Please report how many lines in the listing below contain the string "yellow", matching case, and give only that number.
>> BEGIN Extracted material
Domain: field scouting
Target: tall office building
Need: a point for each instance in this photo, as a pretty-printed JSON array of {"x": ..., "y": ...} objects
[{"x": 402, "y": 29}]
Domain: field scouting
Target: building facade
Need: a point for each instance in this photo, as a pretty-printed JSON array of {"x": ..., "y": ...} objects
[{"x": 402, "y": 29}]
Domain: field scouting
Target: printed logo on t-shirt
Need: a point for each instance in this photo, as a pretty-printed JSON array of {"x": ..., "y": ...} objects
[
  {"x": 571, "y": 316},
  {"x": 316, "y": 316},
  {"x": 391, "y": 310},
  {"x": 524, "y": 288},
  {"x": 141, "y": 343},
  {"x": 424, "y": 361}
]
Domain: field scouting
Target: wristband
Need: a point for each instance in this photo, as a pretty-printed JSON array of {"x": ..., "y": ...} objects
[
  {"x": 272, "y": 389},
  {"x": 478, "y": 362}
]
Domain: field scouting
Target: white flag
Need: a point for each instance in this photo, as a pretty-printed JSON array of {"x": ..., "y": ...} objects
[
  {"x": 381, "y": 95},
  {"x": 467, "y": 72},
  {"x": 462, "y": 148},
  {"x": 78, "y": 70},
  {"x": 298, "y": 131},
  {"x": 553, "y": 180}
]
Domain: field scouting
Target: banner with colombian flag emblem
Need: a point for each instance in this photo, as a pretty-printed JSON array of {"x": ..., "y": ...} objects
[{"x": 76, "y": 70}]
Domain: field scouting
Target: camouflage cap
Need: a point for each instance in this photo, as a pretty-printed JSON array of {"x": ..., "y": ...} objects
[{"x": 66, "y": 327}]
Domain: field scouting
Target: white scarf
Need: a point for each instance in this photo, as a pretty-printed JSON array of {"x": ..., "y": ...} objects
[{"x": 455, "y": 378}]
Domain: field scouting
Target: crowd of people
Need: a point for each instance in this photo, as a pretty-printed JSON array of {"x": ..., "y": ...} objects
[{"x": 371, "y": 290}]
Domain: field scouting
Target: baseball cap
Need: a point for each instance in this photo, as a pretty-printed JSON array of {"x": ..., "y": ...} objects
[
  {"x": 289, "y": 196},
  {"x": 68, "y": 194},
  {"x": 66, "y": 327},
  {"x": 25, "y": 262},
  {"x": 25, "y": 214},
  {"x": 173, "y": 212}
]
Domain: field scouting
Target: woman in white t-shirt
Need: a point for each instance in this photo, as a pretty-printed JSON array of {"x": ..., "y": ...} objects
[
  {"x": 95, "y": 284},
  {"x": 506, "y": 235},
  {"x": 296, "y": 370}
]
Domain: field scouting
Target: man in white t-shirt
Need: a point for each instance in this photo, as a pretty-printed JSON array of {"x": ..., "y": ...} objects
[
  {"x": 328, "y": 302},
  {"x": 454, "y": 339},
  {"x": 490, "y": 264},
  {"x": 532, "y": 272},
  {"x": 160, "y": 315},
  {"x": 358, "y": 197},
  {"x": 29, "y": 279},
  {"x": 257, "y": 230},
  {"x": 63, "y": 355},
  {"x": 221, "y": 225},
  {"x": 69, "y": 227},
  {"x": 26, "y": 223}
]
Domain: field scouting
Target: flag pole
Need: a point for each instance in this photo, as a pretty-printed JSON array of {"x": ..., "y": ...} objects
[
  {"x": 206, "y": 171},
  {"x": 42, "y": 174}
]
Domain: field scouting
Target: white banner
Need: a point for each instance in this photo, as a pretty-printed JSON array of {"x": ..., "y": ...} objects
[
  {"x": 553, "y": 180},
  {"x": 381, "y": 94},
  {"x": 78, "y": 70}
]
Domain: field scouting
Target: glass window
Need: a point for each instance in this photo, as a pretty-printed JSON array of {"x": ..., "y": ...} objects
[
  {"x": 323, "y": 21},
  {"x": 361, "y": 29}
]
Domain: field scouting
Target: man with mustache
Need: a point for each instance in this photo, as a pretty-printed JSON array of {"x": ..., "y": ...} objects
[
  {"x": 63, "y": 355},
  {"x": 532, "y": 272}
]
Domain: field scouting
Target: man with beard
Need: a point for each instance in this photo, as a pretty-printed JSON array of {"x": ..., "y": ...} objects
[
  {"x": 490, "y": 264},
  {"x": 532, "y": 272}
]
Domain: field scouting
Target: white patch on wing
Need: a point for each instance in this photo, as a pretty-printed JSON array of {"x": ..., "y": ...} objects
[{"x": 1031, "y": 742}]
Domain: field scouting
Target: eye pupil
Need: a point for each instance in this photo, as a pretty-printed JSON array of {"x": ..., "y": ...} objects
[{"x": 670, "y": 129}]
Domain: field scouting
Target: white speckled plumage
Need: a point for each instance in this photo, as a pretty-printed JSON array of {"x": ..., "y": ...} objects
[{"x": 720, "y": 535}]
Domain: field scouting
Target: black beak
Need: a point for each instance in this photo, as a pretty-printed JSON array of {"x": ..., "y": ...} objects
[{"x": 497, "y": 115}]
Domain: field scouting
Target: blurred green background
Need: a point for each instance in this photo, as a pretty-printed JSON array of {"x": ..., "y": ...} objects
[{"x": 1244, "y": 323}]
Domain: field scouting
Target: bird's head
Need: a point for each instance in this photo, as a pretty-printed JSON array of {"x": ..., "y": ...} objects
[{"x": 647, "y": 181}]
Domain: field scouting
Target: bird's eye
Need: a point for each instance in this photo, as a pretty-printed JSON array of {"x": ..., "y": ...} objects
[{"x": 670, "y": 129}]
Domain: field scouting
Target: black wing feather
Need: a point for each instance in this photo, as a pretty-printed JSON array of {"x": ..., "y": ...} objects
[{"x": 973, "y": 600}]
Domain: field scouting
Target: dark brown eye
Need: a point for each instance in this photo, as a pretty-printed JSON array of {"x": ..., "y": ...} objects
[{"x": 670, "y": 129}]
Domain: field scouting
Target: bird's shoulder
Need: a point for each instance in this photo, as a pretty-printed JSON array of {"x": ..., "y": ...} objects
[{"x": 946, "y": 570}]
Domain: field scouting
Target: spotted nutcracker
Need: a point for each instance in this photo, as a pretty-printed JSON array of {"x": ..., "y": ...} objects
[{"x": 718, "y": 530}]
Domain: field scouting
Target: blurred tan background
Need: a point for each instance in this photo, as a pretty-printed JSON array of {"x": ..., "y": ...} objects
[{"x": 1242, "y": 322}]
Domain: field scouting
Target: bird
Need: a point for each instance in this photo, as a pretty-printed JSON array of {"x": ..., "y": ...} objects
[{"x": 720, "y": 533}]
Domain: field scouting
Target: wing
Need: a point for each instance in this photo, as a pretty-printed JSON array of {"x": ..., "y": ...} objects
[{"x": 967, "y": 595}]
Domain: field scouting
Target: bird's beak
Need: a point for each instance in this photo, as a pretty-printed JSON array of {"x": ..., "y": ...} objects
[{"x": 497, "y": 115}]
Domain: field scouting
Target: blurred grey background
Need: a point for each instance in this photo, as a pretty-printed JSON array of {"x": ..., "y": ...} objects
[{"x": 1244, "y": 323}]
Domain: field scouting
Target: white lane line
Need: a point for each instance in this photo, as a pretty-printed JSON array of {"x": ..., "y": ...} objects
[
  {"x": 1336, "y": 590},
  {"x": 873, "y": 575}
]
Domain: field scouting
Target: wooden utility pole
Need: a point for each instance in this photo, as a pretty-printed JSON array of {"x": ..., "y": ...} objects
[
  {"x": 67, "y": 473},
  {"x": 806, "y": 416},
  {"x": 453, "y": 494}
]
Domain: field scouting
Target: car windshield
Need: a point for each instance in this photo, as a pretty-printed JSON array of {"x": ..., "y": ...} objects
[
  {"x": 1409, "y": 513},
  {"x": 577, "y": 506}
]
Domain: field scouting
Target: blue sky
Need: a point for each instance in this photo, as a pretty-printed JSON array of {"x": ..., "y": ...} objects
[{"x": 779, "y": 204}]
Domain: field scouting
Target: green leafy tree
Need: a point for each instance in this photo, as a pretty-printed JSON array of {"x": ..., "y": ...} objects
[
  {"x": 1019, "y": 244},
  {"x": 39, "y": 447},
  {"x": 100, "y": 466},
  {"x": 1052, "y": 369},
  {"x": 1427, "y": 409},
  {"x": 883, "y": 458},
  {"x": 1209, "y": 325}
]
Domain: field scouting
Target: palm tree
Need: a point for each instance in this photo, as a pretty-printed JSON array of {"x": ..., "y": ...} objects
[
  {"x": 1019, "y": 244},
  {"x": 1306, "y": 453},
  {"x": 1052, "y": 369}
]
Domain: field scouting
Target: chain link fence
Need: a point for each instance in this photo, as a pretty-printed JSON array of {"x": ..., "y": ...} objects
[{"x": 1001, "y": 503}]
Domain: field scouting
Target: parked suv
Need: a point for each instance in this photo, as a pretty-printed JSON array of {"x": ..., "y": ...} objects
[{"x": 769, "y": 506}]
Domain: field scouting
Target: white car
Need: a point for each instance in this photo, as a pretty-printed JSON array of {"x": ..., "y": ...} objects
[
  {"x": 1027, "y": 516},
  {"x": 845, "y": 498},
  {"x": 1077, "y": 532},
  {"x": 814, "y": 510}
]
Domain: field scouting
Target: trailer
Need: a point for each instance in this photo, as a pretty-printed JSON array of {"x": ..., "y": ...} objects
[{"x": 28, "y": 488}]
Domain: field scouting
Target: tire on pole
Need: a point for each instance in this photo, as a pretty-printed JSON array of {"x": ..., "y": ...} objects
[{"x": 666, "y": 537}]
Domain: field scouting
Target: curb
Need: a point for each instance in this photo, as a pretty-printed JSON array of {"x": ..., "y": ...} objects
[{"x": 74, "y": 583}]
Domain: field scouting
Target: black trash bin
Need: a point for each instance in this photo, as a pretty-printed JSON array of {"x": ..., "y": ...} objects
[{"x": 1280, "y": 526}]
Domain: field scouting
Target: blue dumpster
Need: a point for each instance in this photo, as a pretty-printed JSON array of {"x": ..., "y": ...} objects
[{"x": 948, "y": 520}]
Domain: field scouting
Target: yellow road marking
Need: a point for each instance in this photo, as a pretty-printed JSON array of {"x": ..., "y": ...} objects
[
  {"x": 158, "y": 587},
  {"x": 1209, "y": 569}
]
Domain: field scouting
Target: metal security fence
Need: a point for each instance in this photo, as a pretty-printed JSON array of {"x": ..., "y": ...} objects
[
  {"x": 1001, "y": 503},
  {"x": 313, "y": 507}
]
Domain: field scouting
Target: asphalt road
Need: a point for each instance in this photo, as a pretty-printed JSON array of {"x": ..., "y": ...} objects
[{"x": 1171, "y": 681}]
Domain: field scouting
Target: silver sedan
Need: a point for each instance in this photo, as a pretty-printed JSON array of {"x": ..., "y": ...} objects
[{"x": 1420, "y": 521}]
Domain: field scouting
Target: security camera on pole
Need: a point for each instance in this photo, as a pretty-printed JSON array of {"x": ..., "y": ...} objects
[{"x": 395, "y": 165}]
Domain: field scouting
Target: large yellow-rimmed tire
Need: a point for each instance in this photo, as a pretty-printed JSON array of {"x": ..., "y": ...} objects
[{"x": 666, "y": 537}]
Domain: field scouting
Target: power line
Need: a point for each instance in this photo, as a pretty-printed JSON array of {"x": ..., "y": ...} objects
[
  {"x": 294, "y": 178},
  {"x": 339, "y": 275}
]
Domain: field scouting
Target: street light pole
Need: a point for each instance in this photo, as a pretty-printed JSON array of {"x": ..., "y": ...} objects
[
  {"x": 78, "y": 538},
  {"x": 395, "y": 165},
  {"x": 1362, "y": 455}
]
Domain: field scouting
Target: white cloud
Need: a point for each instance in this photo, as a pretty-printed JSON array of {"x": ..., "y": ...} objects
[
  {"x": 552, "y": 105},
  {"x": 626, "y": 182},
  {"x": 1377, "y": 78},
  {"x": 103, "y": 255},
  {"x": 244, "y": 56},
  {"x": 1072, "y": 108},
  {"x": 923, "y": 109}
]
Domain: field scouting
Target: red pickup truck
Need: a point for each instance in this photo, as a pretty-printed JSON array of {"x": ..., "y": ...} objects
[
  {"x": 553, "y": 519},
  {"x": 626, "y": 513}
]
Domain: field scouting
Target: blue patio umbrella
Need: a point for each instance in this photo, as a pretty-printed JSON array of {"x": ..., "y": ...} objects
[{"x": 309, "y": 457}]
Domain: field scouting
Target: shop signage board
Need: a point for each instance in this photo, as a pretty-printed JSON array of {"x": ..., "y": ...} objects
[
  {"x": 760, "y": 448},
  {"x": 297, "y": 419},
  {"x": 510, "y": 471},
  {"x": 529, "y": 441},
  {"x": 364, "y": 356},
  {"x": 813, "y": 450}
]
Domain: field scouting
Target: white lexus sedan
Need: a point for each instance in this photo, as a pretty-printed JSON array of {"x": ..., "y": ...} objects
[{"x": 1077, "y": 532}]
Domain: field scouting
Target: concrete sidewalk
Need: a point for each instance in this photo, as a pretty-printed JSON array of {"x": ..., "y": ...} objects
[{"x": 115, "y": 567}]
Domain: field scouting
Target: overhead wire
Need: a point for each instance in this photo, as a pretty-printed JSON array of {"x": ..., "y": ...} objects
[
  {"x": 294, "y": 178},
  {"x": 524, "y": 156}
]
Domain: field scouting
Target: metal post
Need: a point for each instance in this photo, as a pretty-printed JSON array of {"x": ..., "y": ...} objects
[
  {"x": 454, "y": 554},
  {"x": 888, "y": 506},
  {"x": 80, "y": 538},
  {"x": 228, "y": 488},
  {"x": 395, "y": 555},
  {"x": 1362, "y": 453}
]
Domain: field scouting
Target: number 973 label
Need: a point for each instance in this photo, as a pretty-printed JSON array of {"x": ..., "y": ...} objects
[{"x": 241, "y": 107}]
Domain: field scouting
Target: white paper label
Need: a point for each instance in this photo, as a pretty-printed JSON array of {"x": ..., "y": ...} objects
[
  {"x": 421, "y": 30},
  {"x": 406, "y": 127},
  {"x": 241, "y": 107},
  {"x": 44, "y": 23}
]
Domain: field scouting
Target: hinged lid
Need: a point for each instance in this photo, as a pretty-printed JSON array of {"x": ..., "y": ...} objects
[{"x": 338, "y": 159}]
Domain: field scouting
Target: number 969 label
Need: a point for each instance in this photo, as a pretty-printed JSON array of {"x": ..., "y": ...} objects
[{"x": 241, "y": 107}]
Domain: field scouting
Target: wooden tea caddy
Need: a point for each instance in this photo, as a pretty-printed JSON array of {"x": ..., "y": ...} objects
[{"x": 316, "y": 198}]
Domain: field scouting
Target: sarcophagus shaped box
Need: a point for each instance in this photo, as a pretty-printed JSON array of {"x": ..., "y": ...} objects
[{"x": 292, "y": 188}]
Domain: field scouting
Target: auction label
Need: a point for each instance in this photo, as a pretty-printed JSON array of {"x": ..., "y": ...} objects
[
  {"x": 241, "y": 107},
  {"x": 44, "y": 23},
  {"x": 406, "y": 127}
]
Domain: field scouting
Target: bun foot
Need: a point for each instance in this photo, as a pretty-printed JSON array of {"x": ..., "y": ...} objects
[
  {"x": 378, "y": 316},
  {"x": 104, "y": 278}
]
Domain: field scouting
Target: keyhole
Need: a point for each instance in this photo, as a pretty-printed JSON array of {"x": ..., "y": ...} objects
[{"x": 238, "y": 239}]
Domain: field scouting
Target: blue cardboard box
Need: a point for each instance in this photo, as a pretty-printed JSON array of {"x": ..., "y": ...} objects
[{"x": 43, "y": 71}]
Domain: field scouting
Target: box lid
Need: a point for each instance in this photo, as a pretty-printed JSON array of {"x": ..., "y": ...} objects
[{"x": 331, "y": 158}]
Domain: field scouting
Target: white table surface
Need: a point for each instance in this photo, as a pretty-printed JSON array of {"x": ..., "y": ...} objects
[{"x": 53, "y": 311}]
>> END Extracted material
Reply to the exercise = 2